--- LISTING ---

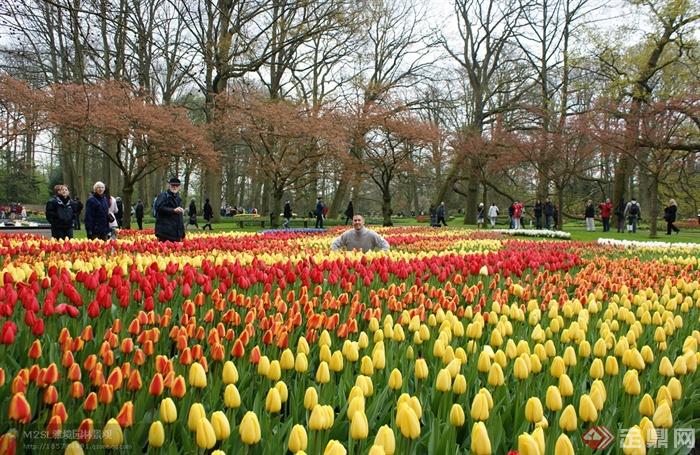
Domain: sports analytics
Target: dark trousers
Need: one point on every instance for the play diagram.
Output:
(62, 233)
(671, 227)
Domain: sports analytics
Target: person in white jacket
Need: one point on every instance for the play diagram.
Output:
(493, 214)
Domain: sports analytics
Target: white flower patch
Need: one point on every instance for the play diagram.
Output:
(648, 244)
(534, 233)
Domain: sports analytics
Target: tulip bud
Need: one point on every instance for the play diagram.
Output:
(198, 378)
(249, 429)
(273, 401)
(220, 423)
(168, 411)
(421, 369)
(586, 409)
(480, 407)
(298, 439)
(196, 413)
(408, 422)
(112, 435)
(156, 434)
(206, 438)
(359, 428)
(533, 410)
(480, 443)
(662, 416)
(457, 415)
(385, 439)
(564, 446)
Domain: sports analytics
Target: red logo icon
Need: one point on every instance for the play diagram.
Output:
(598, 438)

--- SHORT EXERCISE ---
Pictures don't belong in the copy. Transcribe every record exactly as it appears.

--- RIGHT ANSWER ---
Domain: sports analytics
Target: dark trousers
Need: one point on every instance for the play diagram.
Output:
(62, 233)
(671, 227)
Domain: sports analytics
Target: person in white jacket
Need: one point on every instance for the play diagram.
Output:
(493, 214)
Domain: sports analytics
Target: white flower patch
Need: one point on every instance for the play diagram.
Output:
(648, 244)
(534, 233)
Domain: sports analytics
Target: tulip bud
Need: one point on every instance for the play diagram.
Output:
(198, 378)
(249, 429)
(273, 401)
(220, 423)
(168, 411)
(421, 369)
(586, 409)
(480, 407)
(298, 439)
(196, 413)
(408, 422)
(112, 435)
(156, 434)
(206, 438)
(359, 428)
(533, 410)
(480, 443)
(662, 416)
(457, 415)
(385, 439)
(564, 446)
Domain: sports analytics
Target: red logo icon
Need: one point on every instance for the play diagram.
Output:
(598, 438)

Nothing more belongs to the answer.